### Objective
Reproduce each record below exactly as written.

☆ ☆ ☆ ☆

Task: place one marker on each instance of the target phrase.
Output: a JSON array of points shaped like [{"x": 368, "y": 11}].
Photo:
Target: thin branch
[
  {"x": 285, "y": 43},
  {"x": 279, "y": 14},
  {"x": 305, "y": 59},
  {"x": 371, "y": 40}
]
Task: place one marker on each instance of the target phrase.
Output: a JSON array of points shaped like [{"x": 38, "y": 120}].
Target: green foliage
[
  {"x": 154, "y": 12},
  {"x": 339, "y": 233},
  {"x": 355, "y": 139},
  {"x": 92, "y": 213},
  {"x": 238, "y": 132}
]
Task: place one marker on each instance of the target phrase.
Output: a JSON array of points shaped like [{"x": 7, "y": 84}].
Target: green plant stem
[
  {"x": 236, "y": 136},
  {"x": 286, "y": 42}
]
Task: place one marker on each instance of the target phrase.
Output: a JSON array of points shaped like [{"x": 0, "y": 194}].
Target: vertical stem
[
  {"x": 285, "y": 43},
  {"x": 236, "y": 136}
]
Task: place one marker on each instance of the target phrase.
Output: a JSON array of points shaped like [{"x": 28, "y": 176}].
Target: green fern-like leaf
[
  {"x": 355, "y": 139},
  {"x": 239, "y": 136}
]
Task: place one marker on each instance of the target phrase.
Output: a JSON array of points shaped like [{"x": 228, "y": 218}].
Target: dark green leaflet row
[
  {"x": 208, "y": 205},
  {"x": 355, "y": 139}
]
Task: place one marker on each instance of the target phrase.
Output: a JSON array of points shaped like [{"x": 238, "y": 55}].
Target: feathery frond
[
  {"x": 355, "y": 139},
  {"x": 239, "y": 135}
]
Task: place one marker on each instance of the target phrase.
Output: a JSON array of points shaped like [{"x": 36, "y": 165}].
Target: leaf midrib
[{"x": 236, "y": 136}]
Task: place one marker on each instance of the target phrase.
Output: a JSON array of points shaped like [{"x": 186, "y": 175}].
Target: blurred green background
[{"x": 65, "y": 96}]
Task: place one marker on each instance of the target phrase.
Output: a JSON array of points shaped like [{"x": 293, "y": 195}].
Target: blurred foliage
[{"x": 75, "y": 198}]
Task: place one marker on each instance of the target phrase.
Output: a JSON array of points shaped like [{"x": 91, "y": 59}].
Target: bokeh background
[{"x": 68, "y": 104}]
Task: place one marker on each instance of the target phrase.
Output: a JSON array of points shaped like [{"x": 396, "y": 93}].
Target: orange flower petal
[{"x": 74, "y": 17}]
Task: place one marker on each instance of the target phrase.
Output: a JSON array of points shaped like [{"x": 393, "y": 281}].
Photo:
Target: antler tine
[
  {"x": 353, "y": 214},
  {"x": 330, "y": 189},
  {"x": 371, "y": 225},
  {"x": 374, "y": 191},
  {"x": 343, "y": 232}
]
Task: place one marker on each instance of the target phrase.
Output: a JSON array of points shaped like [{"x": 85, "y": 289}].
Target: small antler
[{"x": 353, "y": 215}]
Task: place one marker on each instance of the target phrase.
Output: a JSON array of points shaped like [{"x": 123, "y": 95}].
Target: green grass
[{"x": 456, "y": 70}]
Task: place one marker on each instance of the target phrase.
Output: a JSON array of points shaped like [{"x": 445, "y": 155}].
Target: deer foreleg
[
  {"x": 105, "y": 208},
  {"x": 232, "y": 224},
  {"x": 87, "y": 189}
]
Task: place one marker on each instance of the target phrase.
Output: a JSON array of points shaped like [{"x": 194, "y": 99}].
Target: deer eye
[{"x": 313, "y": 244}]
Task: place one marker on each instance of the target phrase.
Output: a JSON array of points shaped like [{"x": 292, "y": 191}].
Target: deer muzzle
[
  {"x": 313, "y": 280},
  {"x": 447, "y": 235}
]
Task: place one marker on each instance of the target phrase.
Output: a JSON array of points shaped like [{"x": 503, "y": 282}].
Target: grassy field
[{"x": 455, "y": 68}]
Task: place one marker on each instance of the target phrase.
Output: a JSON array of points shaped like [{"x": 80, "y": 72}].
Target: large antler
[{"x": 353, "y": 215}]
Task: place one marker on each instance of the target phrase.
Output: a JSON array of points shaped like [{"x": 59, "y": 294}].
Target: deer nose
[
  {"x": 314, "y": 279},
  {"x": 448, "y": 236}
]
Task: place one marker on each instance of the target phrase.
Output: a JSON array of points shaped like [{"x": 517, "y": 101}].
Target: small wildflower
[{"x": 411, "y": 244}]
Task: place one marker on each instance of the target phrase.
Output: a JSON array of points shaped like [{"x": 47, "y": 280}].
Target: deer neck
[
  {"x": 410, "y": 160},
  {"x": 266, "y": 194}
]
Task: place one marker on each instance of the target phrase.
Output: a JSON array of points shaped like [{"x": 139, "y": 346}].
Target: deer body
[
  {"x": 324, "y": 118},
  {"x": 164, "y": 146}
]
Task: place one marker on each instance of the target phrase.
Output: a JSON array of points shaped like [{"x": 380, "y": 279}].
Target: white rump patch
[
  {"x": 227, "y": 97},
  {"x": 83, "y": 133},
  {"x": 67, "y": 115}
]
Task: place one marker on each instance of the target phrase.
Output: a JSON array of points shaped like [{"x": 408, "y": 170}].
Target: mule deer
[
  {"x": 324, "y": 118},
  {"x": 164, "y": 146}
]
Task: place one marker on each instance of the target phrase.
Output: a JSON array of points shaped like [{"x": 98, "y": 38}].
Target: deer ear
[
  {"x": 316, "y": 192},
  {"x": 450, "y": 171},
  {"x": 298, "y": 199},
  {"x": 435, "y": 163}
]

☆ ☆ ☆ ☆

### Final result
Task: place one marker on each instance of the target phrase.
Output: a JSON array of points shaped like [{"x": 368, "y": 11}].
Photo:
Target: thin branch
[
  {"x": 285, "y": 43},
  {"x": 279, "y": 14},
  {"x": 305, "y": 59},
  {"x": 371, "y": 40}
]
Task: place one marker on each instance of the target phrase.
Output: a JSON array of points shaped like [{"x": 38, "y": 120}].
Target: green foliage
[
  {"x": 154, "y": 12},
  {"x": 339, "y": 233},
  {"x": 355, "y": 139},
  {"x": 92, "y": 213},
  {"x": 238, "y": 132}
]
Task: place one marker on each instance of the target phrase.
Output: a JSON array of points shaped like [{"x": 7, "y": 84}].
Target: green plant stem
[
  {"x": 236, "y": 136},
  {"x": 286, "y": 42}
]
Task: place one marker on each instance of the target phrase.
Output: a JSON array of points shaped like [{"x": 0, "y": 194}].
Target: vertical stem
[
  {"x": 285, "y": 43},
  {"x": 236, "y": 136}
]
Task: place one marker on each instance of the target phrase.
Output: a JSON array of points shaped like [{"x": 28, "y": 176}].
Target: green fern-like leaf
[
  {"x": 355, "y": 139},
  {"x": 239, "y": 136}
]
Task: place one marker on each instance of the target phrase.
Output: a JSON array of points shaped like [{"x": 228, "y": 218}].
Target: dark green leaflet row
[
  {"x": 208, "y": 205},
  {"x": 355, "y": 139}
]
Task: place one marker on each instance of the target phrase.
Output: a JSON array of points shaped like [{"x": 238, "y": 55}].
Target: feathery frond
[
  {"x": 355, "y": 139},
  {"x": 239, "y": 135}
]
Task: place one marker on each instance of the target phrase.
Output: a JSON array of points shaped like [{"x": 36, "y": 165}].
Target: leaf midrib
[{"x": 236, "y": 136}]
Task: place one marker on each instance of the target phrase.
Output: a JSON array of points shaped like [{"x": 186, "y": 175}].
Target: blurred green background
[{"x": 65, "y": 96}]
Task: place one marker on each instance of the target phrase.
Output: a JSON array of points shaped like [{"x": 293, "y": 195}].
Target: blurred foliage
[{"x": 75, "y": 198}]
Task: place one marker on each instance of the target phrase.
Output: a JSON array of points shaped like [{"x": 91, "y": 59}].
Target: bokeh background
[{"x": 68, "y": 104}]
Task: place one marker on each instance of the target phrase.
Output: a JSON array of points shaped like [{"x": 396, "y": 93}].
Target: orange flower petal
[{"x": 74, "y": 17}]
Task: place one marker on each instance of the target phrase.
Output: a JSON array of points shaped like [{"x": 393, "y": 281}].
Photo:
Target: antler tine
[
  {"x": 353, "y": 214},
  {"x": 330, "y": 189},
  {"x": 371, "y": 225},
  {"x": 374, "y": 191},
  {"x": 343, "y": 232}
]
Task: place one marker on each instance of the target phrase.
Output: a JSON array of points shaped like [{"x": 85, "y": 289}].
Target: small antler
[{"x": 353, "y": 215}]
Task: place one marker on each instance of the target phrase.
Output: a JSON array of points shaped like [{"x": 123, "y": 95}].
Target: green grass
[{"x": 456, "y": 70}]
Task: place one marker on each instance of the target phrase.
Output: a JSON array of points shaped like [{"x": 445, "y": 155}].
Target: deer foreleg
[
  {"x": 105, "y": 208},
  {"x": 232, "y": 224},
  {"x": 87, "y": 189}
]
Task: place one marker on each instance of the target phrase.
Output: a JSON array of points shaped like [{"x": 194, "y": 99}].
Target: deer eye
[{"x": 313, "y": 244}]
Task: place one marker on each instance of the target phrase.
Output: a JSON array of points shaped like [{"x": 292, "y": 191}].
Target: deer muzzle
[
  {"x": 313, "y": 280},
  {"x": 447, "y": 235}
]
Task: place one marker on each instance of the target phrase.
Output: a JSON array of points shaped like [{"x": 503, "y": 282}].
Target: grassy field
[{"x": 455, "y": 68}]
Task: place one marker on each instance of the target phrase.
Output: a JSON array of points shaped like [{"x": 80, "y": 72}].
Target: large antler
[{"x": 353, "y": 215}]
Task: place one marker on each instance of the target phrase.
Output: a JSON array of points shaped like [{"x": 59, "y": 294}].
Target: deer nose
[
  {"x": 314, "y": 279},
  {"x": 448, "y": 236}
]
Task: place one marker on each instance of the target phrase.
Output: a JSON array of points shaped like [{"x": 517, "y": 101}].
Target: small wildflower
[{"x": 411, "y": 244}]
Task: place one marker on each instance of the target phrase.
Output: a JSON array of points shaped like [{"x": 47, "y": 280}].
Target: deer neck
[
  {"x": 410, "y": 160},
  {"x": 266, "y": 194}
]
Task: place one marker on each instance of the target phrase.
Output: a JSON array of points shaped like [{"x": 139, "y": 346}].
Target: deer body
[
  {"x": 324, "y": 118},
  {"x": 164, "y": 146}
]
Task: place one marker on each instance of the target phrase.
Output: a JSON array of points shaped like [{"x": 380, "y": 279}].
Target: white rump patch
[
  {"x": 227, "y": 97},
  {"x": 83, "y": 133},
  {"x": 67, "y": 115}
]
Task: place one marker on each instance of the target phrase.
Output: a JSON array of points shaped like [{"x": 408, "y": 170}].
Target: mule deer
[
  {"x": 324, "y": 118},
  {"x": 164, "y": 146}
]
Task: place one marker on each instance of the target phrase.
Output: a JSON array of points shaped like [{"x": 98, "y": 38}].
Target: deer ear
[
  {"x": 316, "y": 192},
  {"x": 450, "y": 171},
  {"x": 298, "y": 199},
  {"x": 435, "y": 163}
]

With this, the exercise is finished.